Provided text —

I live in Canada. As a matter of fact, I was born and raised here. My parents came as immigrants and then I was born last of three children. As a child my parents encouraged me to go outside and enjoy the fresh air, sometimes it would be the fresh mountain air. My parents would take me skating to the local skate rink and every time I was on the ice all I could do was wait until I can get off the ice. I would stand there shaking in my skates afraid that I would fall and I would fall often. Strangers would provide sympathetic smiles and sometimes I would fall, and I would stay there. I would sit in my snowpants sitting on the lake.

My family used to take me skiing every once in a while, not downhill just cross country and I would always choose the easiest path, the one that barely had hills. My mom would always go with me, whilst my two older sisters and my dad took the harder path and they would be gone for hours even after my mom and me got back to the car, we would sit and wait and sometimes until nightfall.

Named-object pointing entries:
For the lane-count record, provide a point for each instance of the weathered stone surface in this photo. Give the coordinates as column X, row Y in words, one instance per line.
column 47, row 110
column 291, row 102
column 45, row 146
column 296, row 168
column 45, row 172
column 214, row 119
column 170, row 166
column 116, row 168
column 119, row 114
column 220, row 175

Exercise instructions —
A - Reproduce the pointing entries above, replacing "weathered stone surface" with "worn stone surface" and leaving everything else unchanged.
B - Write what comes next in the childhood recollection of skating and skiing in Canada, picking up after its final sentence.

Solved tasks —
A -
For the lane-count record, provide a point for each instance of the worn stone surface in this photo. Give the coordinates as column X, row Y in words, one instance per line.
column 47, row 110
column 291, row 102
column 45, row 146
column 296, row 168
column 45, row 172
column 214, row 119
column 170, row 166
column 116, row 168
column 119, row 114
column 220, row 175

B -
I went downhill skiing once on a class trip, all my friends chose snowboarding, so I went on this trip and my stomach cramps started acting up, it happens every time I get stressed out or excited. We were on a training hill, and I was the last one to leave because I could not master the going down the hill in a pizza shape. The instructor was an older man and he seemed to get annoyed with me for not enjoying the sport. I said, "my stomach hurts" and that was the end of the day for me. As soon as I got off the hill, my stomach untwisted itself I could feel my heart rate slow down. I stopped sweating because it was over. I was safe. I was no longer in the snow trying to keep up with my classmates.

The only thing I really enjoyed about winter when growing up was building a snowman, building forts and throwing snowballs, building big mounds of snow and pretending like I was king of the mountain. I loved going tobogganing or sledding down the hill by my parent's house, behind the school. That hill no longer exists due to the school expanding.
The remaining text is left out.